== DATA ENTRIES ==

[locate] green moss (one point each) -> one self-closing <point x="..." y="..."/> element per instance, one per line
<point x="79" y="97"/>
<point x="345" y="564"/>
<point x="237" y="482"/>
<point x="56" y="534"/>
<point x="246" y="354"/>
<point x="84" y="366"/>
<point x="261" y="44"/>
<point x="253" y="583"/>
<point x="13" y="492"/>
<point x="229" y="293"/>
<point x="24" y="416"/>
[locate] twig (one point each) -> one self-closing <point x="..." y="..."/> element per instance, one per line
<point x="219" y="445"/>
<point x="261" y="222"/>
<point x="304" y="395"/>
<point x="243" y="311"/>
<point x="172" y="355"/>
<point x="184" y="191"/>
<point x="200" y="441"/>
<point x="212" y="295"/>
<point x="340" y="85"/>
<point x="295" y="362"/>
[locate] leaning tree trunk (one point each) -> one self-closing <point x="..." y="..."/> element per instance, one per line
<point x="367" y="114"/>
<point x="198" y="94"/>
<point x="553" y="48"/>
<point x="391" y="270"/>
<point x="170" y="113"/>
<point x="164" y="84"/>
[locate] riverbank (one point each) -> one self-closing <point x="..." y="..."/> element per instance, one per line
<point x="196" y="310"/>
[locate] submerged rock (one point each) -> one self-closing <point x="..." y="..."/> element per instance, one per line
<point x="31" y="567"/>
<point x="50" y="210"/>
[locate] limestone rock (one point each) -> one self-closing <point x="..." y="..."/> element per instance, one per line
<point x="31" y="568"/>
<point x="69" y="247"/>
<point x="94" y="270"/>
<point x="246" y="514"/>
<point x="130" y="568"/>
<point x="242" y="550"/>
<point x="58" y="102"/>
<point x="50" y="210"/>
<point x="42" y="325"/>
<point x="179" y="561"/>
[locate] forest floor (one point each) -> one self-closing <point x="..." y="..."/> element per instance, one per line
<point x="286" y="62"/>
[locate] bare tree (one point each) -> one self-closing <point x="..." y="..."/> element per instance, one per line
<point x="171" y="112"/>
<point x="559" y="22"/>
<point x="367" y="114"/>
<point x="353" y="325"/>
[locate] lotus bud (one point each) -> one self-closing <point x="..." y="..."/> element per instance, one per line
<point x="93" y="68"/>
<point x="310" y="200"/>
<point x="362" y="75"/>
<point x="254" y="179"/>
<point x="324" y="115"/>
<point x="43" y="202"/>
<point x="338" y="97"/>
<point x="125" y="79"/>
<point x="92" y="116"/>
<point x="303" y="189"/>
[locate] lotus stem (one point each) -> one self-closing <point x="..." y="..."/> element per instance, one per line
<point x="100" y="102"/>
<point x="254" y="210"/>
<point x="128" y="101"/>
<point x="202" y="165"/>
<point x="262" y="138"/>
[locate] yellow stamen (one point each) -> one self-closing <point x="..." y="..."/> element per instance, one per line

===

_WHAT IS EXPECTED_
Could you rewrite all of the entries above with "lotus" renamed to "water lily" wherever it appears, leaving everything else unchanged?

_EXERCISE RESPONSE_
[locate] green moss (one point each) -> one self-closing <point x="..." y="..."/> element per instance, one per line
<point x="79" y="97"/>
<point x="345" y="564"/>
<point x="237" y="482"/>
<point x="56" y="534"/>
<point x="246" y="354"/>
<point x="84" y="366"/>
<point x="261" y="44"/>
<point x="253" y="583"/>
<point x="13" y="492"/>
<point x="229" y="293"/>
<point x="24" y="416"/>
[locate] twig (one point each) -> one self-closing <point x="..." y="..."/> element per instance, one per line
<point x="219" y="445"/>
<point x="261" y="222"/>
<point x="304" y="395"/>
<point x="243" y="311"/>
<point x="172" y="355"/>
<point x="184" y="191"/>
<point x="200" y="441"/>
<point x="212" y="295"/>
<point x="340" y="85"/>
<point x="295" y="362"/>
[locate] leaning tree trunk (one point each) -> one self-closing <point x="..." y="..."/> element per instance, one per line
<point x="367" y="114"/>
<point x="198" y="94"/>
<point x="553" y="48"/>
<point x="391" y="270"/>
<point x="170" y="113"/>
<point x="164" y="84"/>
[locate] riverbank (one point each) -> one self-closing <point x="..." y="..."/> element per instance, one per line
<point x="196" y="310"/>
[locate] submerged rock (one point each) -> one self-closing <point x="..." y="..."/> element per instance, one per line
<point x="31" y="567"/>
<point x="50" y="210"/>
[locate] limestone rock (one point each) -> one self-closing <point x="..." y="..."/> element per instance, one per line
<point x="31" y="568"/>
<point x="69" y="247"/>
<point x="94" y="270"/>
<point x="246" y="514"/>
<point x="130" y="568"/>
<point x="242" y="550"/>
<point x="58" y="102"/>
<point x="50" y="210"/>
<point x="42" y="325"/>
<point x="179" y="561"/>
[locate] forest floor (one point each) -> one self-closing <point x="..." y="..."/> element per instance, one per line
<point x="286" y="62"/>
[locate] bare tree (one point each) -> one self-closing <point x="..." y="..."/> element per instance, one per line
<point x="171" y="112"/>
<point x="559" y="22"/>
<point x="367" y="114"/>
<point x="353" y="325"/>
[locate] water lily bud (one point each) -> one self-closing <point x="..." y="..."/> element per instance, one per line
<point x="93" y="68"/>
<point x="310" y="200"/>
<point x="362" y="75"/>
<point x="254" y="179"/>
<point x="324" y="115"/>
<point x="43" y="202"/>
<point x="338" y="97"/>
<point x="125" y="79"/>
<point x="92" y="116"/>
<point x="303" y="189"/>
[locate] water lily stem (one point each) -> one self-closing <point x="..." y="..."/> element per instance, one per line
<point x="100" y="102"/>
<point x="254" y="210"/>
<point x="128" y="101"/>
<point x="202" y="165"/>
<point x="262" y="138"/>
[locate] yellow stamen (one point each) -> one self-closing <point x="..." y="..."/> element per instance, one per line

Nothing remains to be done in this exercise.